§ **WHAT YOU ARE ASKED TO DO**
Count the lines in the records below that contain the string "wall", treating uppercase and lowercase letters as distinct, and give only the resulting number.

§ **EXTRACTED ENTRIES**
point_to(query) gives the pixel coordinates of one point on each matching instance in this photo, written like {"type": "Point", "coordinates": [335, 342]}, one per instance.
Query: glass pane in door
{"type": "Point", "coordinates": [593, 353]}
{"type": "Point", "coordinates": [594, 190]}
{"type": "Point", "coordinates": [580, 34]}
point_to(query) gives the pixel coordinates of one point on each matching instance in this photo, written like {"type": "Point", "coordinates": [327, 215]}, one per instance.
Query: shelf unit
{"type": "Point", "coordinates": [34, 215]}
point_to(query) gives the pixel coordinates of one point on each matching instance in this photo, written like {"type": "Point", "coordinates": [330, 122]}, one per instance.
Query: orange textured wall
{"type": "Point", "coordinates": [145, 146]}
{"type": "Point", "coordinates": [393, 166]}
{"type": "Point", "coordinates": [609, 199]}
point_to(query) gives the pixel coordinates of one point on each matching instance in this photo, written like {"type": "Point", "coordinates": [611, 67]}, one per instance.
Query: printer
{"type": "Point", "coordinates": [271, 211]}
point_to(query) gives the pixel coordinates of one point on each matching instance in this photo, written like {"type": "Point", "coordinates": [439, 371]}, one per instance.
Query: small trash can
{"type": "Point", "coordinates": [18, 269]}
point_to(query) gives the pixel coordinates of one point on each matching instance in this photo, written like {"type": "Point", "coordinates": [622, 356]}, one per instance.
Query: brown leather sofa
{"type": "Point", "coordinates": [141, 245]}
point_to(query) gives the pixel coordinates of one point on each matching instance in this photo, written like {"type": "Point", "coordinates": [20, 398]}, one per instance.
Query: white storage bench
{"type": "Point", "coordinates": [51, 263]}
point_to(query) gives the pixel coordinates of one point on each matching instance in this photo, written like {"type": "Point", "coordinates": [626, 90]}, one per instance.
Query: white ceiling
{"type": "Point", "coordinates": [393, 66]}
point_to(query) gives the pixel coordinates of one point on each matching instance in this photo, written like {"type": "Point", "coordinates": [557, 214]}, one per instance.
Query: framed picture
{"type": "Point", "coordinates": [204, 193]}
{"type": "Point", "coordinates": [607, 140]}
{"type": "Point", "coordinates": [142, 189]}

...

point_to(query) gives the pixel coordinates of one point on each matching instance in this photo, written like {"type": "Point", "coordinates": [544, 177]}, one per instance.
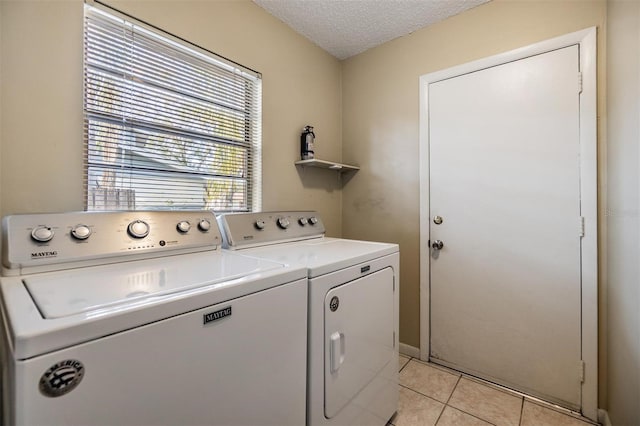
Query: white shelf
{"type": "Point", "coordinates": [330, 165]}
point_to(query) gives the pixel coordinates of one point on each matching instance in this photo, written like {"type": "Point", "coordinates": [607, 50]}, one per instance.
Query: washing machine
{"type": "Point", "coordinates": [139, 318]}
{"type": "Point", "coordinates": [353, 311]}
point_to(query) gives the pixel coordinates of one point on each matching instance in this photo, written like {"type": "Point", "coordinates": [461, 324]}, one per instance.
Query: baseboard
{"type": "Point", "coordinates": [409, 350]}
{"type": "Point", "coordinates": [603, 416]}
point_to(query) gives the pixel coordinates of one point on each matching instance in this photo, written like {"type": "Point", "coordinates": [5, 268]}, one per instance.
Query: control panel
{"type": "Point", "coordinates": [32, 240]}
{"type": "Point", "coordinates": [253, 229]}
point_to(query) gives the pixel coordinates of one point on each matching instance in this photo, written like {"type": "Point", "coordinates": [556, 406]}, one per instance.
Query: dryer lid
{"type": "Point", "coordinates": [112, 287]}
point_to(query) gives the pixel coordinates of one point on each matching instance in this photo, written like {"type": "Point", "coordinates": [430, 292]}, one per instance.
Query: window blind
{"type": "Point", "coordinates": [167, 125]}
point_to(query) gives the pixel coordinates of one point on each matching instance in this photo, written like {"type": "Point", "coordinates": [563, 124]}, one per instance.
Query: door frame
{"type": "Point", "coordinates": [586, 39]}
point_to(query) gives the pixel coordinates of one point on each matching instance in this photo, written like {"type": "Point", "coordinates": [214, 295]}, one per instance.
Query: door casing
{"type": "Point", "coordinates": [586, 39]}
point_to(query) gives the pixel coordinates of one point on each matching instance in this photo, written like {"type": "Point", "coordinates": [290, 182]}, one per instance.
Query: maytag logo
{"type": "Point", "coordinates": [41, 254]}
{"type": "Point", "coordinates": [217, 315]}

* * *

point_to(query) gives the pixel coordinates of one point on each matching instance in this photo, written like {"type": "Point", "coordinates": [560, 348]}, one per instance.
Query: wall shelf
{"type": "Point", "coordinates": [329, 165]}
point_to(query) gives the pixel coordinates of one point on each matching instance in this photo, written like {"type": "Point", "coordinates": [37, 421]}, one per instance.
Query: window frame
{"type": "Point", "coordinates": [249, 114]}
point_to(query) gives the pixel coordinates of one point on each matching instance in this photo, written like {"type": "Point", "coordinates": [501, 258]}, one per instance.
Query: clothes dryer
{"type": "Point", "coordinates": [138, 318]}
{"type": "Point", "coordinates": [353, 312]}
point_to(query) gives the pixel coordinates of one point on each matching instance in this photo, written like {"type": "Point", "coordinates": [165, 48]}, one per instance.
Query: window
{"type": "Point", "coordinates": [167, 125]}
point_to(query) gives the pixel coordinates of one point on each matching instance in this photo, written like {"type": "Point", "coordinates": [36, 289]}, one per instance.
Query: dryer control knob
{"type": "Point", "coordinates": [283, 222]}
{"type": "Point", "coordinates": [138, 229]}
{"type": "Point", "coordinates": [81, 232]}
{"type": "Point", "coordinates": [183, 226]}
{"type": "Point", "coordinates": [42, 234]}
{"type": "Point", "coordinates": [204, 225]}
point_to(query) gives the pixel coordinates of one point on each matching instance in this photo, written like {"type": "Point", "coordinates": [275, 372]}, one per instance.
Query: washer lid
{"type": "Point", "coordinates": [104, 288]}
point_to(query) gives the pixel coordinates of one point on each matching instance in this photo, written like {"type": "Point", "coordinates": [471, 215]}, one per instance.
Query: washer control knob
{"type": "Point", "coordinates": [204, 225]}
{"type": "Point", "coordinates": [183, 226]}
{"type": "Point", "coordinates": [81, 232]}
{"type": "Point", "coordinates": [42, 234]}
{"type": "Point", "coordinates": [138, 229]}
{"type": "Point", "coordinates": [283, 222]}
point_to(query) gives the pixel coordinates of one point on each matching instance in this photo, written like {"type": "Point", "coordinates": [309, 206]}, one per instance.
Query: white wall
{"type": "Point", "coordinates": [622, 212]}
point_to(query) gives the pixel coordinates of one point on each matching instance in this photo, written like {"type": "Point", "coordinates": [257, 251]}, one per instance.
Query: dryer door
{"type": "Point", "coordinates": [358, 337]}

§ **EXPECTED ANSWER**
3